* [COSA SI CHIEDE]:
1) Riporta fedelmente, dal testo sul Centro di documentazione Elisabetta Campus, il tratto che va da "È stato possibile" fino a "Matteo degli Armeni.".
2) Per favore, fornisci il seguito del testo sul Centro di documentazione Elisabetta Campus, cominciando subito dopo la sua ultima frase.

* [PAGINA]:
------------------------------------------------------------

La memoria è un diritto umano. Il Centro di documentazione Elisabetta Campus



Il 10 novembre scorso a Perugia è stato inaugurato il Centro di documentazione per i diritti umani della Circoscrizione Umbria e del gruppo 45 di Amnesty International intitolato ad Elisabetta Campus, perugina, attivista e dirigente nazionale di questa ONG. prematuramente scomparsa un anno fa.

 

È stato possibile realizzare il Centro a seguito di una recente convenzione con il Comune di Perugia con il quale è stato stabilito il deposito presso i locali della Biblioteca Comunale San Matteo degli Armeni.

 

La realizzazione del Centro si inserisce all’interno di un progetto nazionale di Amnesty di recupero dei propri archivi per essere poi messo a disposizione di tutti coloro che vogliono approfondire l’attività di un’associazione che molto ha fatto e continua a fare in Italia, fin dalla fine degli anni Settanta, per i diritti umani nel mondo.

------------------------------------------------------------

* [DATI FORNITI]:
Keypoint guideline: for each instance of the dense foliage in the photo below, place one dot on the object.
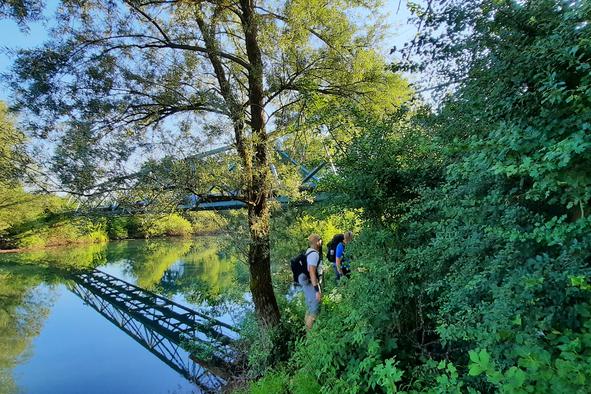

------------------------------------------------------------

* [RISULTATI DELL'ESERCIZIO]:
1)
È stato possibile realizzare il Centro a seguito di una recente convenzione con il Comune di Perugia con il quale è stato stabilito il deposito presso i locali della Biblioteca Comunale San Matteo degli Armeni.

2)
L’archivio della Circoscrizione Umbria e del gruppo di Perugia di Amnesty International documenta l’attività dell’associazione fin dai primi passi mossi nel 1979 fino al 2009; all’interno del fondo archivistico dedicato ad Amnesty International in Umbria è aggregato anche l’archivio di Elisabetta Campus che testimonia il suo impegno nell’associazione per la difesa dei diritti umani sia a livello locale che nazionale.

 

Di tutto il materiale archivistico è stata avviata, tramite la Sovrintendenza archivistica dell’Umbria e delle Marche, la procedura di accertamento di interesse storico particolarmente importante.

 

L’archivio, relativamente piccolo è di straordinario interesse: i registri con i verbali delle riunioni, la corrispondenza che l’associazione ha tenuto con decine e decine di enti e gruppi, le copie delle petizioni e le analisi sullo stato dei diritti umani nel mondo fanno di questo archivio un unicum.

 

Sfogliare l’elenco di consistenza che ho realizzato sollecita la possibilità di avviare molte ricerche in modo interdisciplinare: per esempio dall’approfondimento su singoli casi, utili all’interno di un progetto di studio di geopolitica, alle dinamiche interne ad un’organizzazione, con l’intreccio con le realtà territoriali.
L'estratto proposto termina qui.